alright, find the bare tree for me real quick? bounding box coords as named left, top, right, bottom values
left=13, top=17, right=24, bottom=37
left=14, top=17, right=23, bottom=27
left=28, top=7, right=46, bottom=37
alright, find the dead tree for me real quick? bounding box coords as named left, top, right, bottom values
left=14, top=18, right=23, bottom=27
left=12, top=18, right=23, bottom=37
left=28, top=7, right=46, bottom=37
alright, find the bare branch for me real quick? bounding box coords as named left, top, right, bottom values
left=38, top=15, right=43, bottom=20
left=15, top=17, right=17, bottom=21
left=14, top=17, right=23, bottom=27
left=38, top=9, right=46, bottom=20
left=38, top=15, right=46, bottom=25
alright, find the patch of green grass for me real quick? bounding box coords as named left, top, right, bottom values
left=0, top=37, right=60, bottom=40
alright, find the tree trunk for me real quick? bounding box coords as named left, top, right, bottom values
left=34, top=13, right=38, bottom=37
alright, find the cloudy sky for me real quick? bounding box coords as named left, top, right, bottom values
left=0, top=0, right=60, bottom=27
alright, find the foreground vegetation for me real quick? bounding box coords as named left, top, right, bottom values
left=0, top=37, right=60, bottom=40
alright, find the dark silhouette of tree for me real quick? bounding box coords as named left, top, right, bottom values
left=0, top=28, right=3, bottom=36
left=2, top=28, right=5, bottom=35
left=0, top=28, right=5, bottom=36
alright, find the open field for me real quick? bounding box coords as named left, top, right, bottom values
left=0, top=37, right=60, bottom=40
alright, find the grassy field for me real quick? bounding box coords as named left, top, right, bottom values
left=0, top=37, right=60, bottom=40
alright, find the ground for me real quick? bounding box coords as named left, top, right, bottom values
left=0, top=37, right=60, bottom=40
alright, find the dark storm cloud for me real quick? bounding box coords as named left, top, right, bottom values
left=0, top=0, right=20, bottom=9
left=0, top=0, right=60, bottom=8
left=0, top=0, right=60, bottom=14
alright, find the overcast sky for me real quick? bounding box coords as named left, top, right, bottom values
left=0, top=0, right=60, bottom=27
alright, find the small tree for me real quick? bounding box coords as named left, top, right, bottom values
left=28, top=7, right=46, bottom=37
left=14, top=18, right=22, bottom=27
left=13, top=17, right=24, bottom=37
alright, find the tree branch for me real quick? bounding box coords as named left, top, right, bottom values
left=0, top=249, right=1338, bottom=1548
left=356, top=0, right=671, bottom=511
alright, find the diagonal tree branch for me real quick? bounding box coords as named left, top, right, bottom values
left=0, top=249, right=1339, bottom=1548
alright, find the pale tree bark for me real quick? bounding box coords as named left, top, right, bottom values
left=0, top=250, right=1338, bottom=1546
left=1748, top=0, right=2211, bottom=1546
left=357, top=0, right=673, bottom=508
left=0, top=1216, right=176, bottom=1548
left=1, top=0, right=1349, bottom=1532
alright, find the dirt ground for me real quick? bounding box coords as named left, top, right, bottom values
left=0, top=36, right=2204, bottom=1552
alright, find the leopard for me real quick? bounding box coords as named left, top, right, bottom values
---+---
Assignment →
In the records above, copy exactly the lines from the one that contains "alright, find the grassy" through the last, and nothing else.

Result of this task →
alright, find the grassy field for me real quick? bounding box coords as named left, top, right, bottom values
left=0, top=37, right=60, bottom=40
alright, find the ground for me real quick? bounding box coords as named left, top, right, bottom values
left=0, top=37, right=60, bottom=40
alright, find the dark storm cloud for me real quick? bounding box coords as named left, top, right, bottom values
left=0, top=0, right=20, bottom=9
left=0, top=0, right=60, bottom=8
left=0, top=0, right=60, bottom=14
alright, find the overcast sky for me real quick? bounding box coords as named left, top, right, bottom values
left=0, top=0, right=60, bottom=27
alright, find the small tree for me real quick? bounding box coords as named left, top, right, bottom values
left=28, top=7, right=46, bottom=37
left=14, top=18, right=22, bottom=27
left=13, top=17, right=24, bottom=37
alright, find the tree branch for me real quick? bounding box coords as named left, top, right, bottom values
left=0, top=249, right=1338, bottom=1548
left=356, top=0, right=671, bottom=511
alright, find the diagonal tree branch for me real quick? bounding box coords as named left, top, right, bottom values
left=0, top=249, right=1339, bottom=1548
alright, find the pale tree bark for me real quick? bounding box coords as named left, top, right, bottom values
left=0, top=250, right=1338, bottom=1546
left=1748, top=0, right=2211, bottom=1546
left=357, top=0, right=673, bottom=508
left=0, top=1216, right=176, bottom=1548
left=1, top=0, right=1349, bottom=1532
alright, find the dirt ground for me real quick? bounding box coords as named left, top, right, bottom values
left=0, top=36, right=2204, bottom=1552
alright, find the leopard for me real quick? bounding box coords as named left, top, right, bottom values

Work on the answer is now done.